Records supplied ▸
+ + + +
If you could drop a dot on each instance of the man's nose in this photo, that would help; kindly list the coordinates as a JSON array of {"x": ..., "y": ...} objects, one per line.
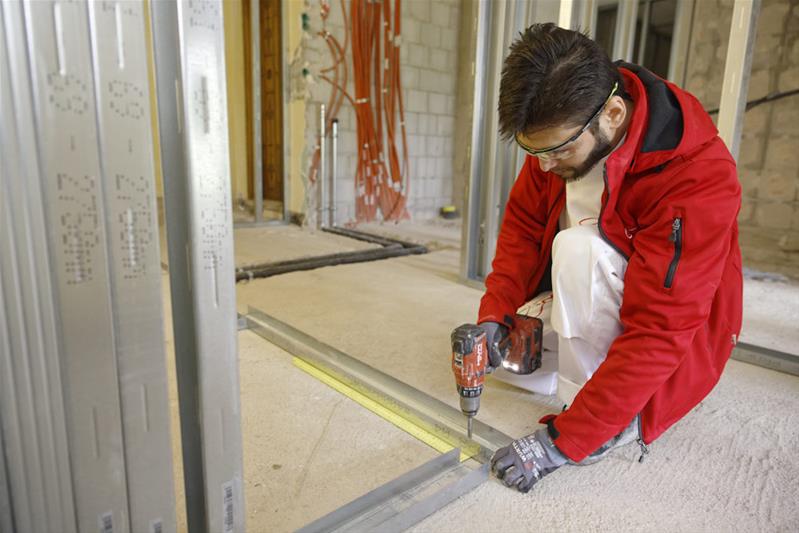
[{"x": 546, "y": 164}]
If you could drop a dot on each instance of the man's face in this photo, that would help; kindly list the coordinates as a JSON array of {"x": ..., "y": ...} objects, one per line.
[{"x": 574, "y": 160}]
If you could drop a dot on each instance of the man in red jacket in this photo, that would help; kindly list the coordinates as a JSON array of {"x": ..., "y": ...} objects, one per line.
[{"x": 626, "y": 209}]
+ + + +
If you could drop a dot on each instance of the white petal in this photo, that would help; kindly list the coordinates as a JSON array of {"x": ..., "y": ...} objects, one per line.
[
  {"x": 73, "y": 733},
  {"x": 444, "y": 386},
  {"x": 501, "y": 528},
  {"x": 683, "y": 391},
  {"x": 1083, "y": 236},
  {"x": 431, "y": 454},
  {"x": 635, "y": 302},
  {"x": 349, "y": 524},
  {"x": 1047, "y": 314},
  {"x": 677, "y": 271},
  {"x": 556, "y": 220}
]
+ + + +
Pull out every line of the records that contains the word "nose", and copy each one unchanged.

If you could drop a dot on each instance of the man's nose in this photo, that would help; kindly list the coordinates as a JSON array of {"x": ..., "y": ...} objects, one per line.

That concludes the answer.